La
Tosca à Besançon
Monter Tosca, l'oeuvre puccinienne
majeure, dans un théâtre aux moyens économiques certainement
limités mérite l'admiration. La dimension de l'orchestre,
des choeurs, la mise en scène, les décors, les solistes sont
autant d'obstacles à surmonter. L'honnêteté de cette
production (dont la mise en scène intelligente et inventive reste
le point fort) est remarquable et les bisontins mériteraient d'en
être plus fiers qu'ils l'ont démontré à l'issue
(ou durant) ce spectacle.
Premier acte. Quelques marches. Sur
fond de scène mauve, à droite un portrait de femme, à
gauche une statue de la Madone, au centre un panneau de marbre vert. Deuxième
acte, devant un fond noir, une grande table, noire elle aussi, occupe toute
la largeur de la scène. D'un côté, un dîner attend
devant un fauteuil. Troisième acte, sur un fond gris, descendant
des cintres, des éclairages sur les marches découpent les
barreaux d'une prison. C'est tout le décor de cette production de
Tosca.
Un environnement dénudé, dans lequel seule une direction
d'acteurs sans faille donnera sens au drame de Sardou. C'est ce que réussit
admirablement Didier Brunel.

__________

# [CONSIGNE DONNÉE A]
Énumérez chaque ligne des entrées qui contient le mot « window », en la recopiant à l'identique.

__________

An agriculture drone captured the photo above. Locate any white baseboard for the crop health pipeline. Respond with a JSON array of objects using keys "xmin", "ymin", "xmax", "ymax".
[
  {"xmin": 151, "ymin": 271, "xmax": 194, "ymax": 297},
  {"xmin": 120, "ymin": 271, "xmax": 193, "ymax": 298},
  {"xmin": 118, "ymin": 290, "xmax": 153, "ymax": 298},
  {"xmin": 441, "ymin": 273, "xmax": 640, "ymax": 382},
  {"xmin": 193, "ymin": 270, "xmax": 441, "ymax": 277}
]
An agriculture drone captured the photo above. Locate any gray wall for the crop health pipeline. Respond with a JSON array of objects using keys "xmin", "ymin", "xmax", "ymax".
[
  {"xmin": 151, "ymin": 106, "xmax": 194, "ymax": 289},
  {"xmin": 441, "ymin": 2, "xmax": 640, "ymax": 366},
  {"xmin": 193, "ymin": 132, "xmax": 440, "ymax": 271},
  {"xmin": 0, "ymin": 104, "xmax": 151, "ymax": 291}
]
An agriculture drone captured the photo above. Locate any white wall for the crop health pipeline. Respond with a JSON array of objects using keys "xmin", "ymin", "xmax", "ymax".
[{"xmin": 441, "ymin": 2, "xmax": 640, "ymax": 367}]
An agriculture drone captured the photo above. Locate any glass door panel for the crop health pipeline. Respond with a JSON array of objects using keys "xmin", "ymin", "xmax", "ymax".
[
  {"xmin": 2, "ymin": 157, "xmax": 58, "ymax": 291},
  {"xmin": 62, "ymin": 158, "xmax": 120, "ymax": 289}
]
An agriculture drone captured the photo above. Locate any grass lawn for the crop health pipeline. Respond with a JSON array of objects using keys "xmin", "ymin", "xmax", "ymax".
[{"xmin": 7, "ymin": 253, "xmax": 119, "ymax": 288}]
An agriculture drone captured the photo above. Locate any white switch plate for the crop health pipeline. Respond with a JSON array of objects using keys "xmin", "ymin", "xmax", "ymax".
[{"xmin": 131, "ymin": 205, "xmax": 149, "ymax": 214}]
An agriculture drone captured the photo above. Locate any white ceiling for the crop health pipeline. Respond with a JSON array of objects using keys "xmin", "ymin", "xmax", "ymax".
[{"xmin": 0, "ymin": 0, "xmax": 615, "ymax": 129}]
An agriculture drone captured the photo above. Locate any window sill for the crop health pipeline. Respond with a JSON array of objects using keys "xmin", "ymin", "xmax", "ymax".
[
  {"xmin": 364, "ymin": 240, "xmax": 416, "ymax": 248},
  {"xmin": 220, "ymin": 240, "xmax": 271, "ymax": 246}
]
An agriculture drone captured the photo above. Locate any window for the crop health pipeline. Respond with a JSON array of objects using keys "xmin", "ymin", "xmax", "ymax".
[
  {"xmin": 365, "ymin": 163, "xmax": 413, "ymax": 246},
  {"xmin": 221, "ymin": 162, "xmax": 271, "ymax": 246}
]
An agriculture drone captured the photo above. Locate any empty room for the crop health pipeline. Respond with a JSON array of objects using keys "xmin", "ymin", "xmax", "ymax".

__________

# [CONSIGNE DONNÉE B]
Transcrivez fidèlement l'extrait de la critique de la Tosca de Besançon compris entre « Premier acte. Quelques » et « admirablement Didier Brunel. », ces deux bornes incluses.

# [RÉPONSE RÉDIGÉE A]
An agriculture drone captured the photo above. Locate any window sill for the crop health pipeline. Respond with a JSON array of objects using keys "xmin", "ymin", "xmax", "ymax".
An agriculture drone captured the photo above. Locate any window for the crop health pipeline. Respond with a JSON array of objects using keys "xmin", "ymin", "xmax", "ymax".

# [RÉPONSE RÉDIGÉE B]
Premier acte. Quelques marches. Sur
fond de scène mauve, à droite un portrait de femme, à
gauche une statue de la Madone, au centre un panneau de marbre vert. Deuxième
acte, devant un fond noir, une grande table, noire elle aussi, occupe toute
la largeur de la scène. D'un côté, un dîner attend
devant un fauteuil. Troisième acte, sur un fond gris, descendant
des cintres, des éclairages sur les marches découpent les
barreaux d'une prison. C'est tout le décor de cette production de
Tosca.
Un environnement dénudé, dans lequel seule une direction
d'acteurs sans faille donnera sens au drame de Sardou. C'est ce que réussit
admirablement Didier Brunel.